▶ [ABOUT THIS TASK] Please retype the entries below exactly as they are written.

○ ○ ○

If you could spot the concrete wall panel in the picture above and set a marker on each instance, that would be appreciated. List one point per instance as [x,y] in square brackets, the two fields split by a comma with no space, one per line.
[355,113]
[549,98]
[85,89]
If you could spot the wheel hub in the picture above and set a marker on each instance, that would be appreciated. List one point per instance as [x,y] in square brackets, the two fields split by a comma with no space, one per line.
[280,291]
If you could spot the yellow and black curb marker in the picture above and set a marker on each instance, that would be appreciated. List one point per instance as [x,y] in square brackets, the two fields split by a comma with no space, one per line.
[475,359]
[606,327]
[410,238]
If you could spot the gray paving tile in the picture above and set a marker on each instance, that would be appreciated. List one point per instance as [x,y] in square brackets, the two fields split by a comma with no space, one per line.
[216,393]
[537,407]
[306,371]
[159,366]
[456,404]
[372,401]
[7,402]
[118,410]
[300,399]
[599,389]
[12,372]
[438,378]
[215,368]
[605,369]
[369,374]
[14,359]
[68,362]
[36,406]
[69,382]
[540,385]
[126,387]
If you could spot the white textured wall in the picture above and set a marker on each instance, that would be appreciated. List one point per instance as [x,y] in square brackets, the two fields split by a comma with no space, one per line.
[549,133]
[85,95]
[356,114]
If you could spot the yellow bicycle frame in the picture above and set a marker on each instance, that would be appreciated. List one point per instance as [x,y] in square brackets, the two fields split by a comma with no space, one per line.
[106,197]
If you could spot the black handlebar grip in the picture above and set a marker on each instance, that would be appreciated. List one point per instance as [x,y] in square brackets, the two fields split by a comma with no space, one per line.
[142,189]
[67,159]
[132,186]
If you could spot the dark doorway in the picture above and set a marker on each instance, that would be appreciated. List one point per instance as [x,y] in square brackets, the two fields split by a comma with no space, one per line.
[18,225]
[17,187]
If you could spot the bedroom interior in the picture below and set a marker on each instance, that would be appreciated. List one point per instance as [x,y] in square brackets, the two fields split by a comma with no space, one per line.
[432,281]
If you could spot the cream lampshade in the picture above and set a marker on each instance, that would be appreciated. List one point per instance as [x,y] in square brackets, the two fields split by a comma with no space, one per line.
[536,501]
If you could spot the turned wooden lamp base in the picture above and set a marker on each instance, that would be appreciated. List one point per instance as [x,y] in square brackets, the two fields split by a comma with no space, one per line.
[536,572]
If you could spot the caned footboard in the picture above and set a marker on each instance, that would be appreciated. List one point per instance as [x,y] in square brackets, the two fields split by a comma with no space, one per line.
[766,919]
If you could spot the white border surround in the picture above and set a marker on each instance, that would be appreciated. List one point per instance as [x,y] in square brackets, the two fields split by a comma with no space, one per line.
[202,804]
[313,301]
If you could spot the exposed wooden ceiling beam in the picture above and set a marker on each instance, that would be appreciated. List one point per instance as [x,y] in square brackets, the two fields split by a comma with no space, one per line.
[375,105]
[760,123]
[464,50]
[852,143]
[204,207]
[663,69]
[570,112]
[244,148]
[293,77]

○ ○ ○

▶ [COMPLETED EXERCISE]
If you could spot the concrete wall panel in the picture above and set a marker on each instance, that would be appreciated. List one point per instance as [x,y] in square brackets, the two fields split by a comma with no space, one per line.
[355,113]
[549,98]
[85,89]
If you could spot the wheel hub in the picture above and set a marker on each instance, that would be appreciated. List one point per instance as [x,y] in square brackets, the two fields split by a comma with no space, one per line.
[280,291]
If you could spot the yellow and black curb marker in the picture above and set a marker on each instance, that would be appreciated. List one point per instance as [x,y] in square brackets, the two fields split by a comma with no space, one per line.
[475,359]
[606,327]
[410,238]
If you could spot the gray paving tile in the picture above and set a marker on each instance, that would be appreciated. List one point per instance as [x,y] in square brackets, the two fields split by a comma with no space, one per line.
[216,393]
[537,407]
[306,371]
[159,366]
[456,404]
[372,401]
[7,402]
[118,410]
[300,399]
[599,389]
[12,372]
[438,378]
[215,368]
[605,369]
[369,374]
[14,359]
[68,362]
[36,406]
[69,382]
[540,385]
[126,387]
If you could spot the white textured wall in the picture above and set a marker on each instance, that would be appreciated. List one point per instance as [x,y] in square brackets, the two fields split by a comma with no space, one per line.
[549,133]
[85,95]
[356,114]
If you could spot the yellow bicycle frame in the picture above and set a marker on each instance, that would be appreciated. List one point per instance as [x,y] in square brackets, the two fields split by a comma with no space, one per line.
[106,197]
If you could spot the black handlebar grip in the picture above and set a marker on each instance, that would be appreciated. List one point per instance as [x,y] in square brackets, the two fields split by a comma with no space, one per line.
[142,189]
[67,159]
[132,186]
If you could spot the dark doorway in the picture above and set a marker on each instance, that would be appreciated. List one point per instance as [x,y] in square brackets, the two fields split by a comma with no space, one per line.
[18,225]
[17,187]
If you could spot the bedroom interior in the picture below and set a marker on each instance, that would be appreciated. List one point per instance as [x,y] in square brackets, the two fields split by a comma with no space, one per line.
[432,281]
If you could spot the cream lampshade in the picture above and set a marker on each instance, that would be appreciated. List one point per instance as [x,y] in square brackets, the two fields split by a comma with no space, one per line.
[536,501]
If you could spot the turned wooden lamp base in the picture above and set a marker on each instance, that would be appreciated. List one point per instance as [x,y] in square brackets, the two fields split by a comma with no space, one per line.
[536,572]
If you could spot the caned footboard in the picture above and set a marker on each instance, that would be appreciated. List one point per instance as [x,y] in square brackets, the two fields split by a comma with no space, one per line.
[766,919]
If you could spot the white border surround in the picture above and set a marker on each instance, that would be appreciated. List one point per instance as [x,y] in square brackets, the two fields split by a comma with no space, one per line.
[202,804]
[313,301]
If you could spot the exposed wooden ceiling beam in the picture above and set a marker on each instance, that would be appreciated. List one point per instance as [x,y] in square brackets, the two fields split by a comma with no space, one per line.
[375,105]
[760,123]
[464,50]
[852,143]
[204,207]
[663,69]
[570,112]
[244,148]
[293,77]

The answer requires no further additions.